Stored entries:
# # # # #

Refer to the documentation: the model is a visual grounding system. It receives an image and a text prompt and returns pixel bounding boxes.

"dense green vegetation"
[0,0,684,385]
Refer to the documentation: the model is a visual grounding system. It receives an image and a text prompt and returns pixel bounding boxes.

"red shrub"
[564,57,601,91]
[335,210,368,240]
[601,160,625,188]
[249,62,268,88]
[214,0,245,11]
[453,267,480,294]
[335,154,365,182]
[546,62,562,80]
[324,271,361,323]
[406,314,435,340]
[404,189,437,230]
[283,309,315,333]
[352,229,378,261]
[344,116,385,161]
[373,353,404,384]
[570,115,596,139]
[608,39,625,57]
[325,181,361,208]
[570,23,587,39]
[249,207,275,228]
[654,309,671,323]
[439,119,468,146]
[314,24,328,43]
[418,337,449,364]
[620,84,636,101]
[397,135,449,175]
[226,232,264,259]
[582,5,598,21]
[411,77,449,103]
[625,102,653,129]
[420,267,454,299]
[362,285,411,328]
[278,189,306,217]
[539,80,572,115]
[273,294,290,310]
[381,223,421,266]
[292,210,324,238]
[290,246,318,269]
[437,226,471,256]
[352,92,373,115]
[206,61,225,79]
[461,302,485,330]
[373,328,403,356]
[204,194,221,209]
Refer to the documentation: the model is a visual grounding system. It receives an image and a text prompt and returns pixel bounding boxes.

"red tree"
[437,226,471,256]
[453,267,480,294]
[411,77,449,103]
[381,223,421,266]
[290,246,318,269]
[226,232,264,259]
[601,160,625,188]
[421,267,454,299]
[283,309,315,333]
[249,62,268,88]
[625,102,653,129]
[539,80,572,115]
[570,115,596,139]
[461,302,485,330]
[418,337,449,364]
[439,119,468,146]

# # # # #

* _EXERCISE AIM_
Render every line of the data above as a numbered list, leaving out the blank lines.

* _SOLUTION TO THIS TASK_
1. Refer to the documentation: the model is a visual grounding system. It receives an image and a text prompt and returns pixel bounding boxes.
2. "dense green vegetation"
3. [0,0,684,385]
4. Refer to the documentation: the model is a visual grounding system. It receives an image and a text prompt and returns pixel bounding boxes.
5. "red shrub"
6. [564,57,601,91]
7. [335,210,368,240]
8. [601,160,625,188]
9. [249,62,268,88]
10. [214,0,245,11]
11. [453,267,480,294]
12. [335,154,365,182]
13. [546,62,562,80]
14. [324,271,361,323]
15. [406,314,435,340]
16. [404,189,437,230]
17. [283,309,315,333]
18. [352,229,378,261]
19. [344,116,385,161]
20. [373,353,404,384]
21. [570,115,596,139]
22. [608,39,625,57]
23. [325,181,361,208]
24. [570,23,587,39]
25. [249,207,275,228]
26. [654,309,671,323]
27. [439,119,468,146]
28. [314,24,328,43]
29. [418,337,449,364]
30. [620,84,636,101]
31. [397,135,449,175]
32. [226,232,264,259]
33. [582,5,598,21]
34. [411,77,449,103]
35. [625,102,653,129]
36. [420,267,454,299]
37. [362,285,411,328]
38. [278,189,306,217]
39. [539,80,572,115]
40. [273,294,290,310]
41. [381,223,421,266]
42. [292,210,324,238]
43. [290,246,318,269]
44. [437,226,471,256]
45. [352,92,373,115]
46. [206,61,225,79]
47. [461,302,485,330]
48. [373,328,403,356]
49. [204,194,221,209]
50. Refer to the documentation: the model is a visual grounding system. It receives an image and a text prompt and returns pixel bounding boxes.
51. "red tree"
52. [437,226,471,256]
53. [453,267,480,294]
54. [411,77,449,103]
55. [381,223,421,266]
56. [290,246,318,269]
57. [226,232,264,259]
58. [601,160,625,188]
59. [421,267,454,299]
60. [283,309,315,333]
61. [249,62,268,88]
62. [625,102,653,129]
63. [539,80,572,115]
64. [570,115,596,139]
65. [461,302,485,330]
66. [418,337,449,364]
67. [439,119,468,146]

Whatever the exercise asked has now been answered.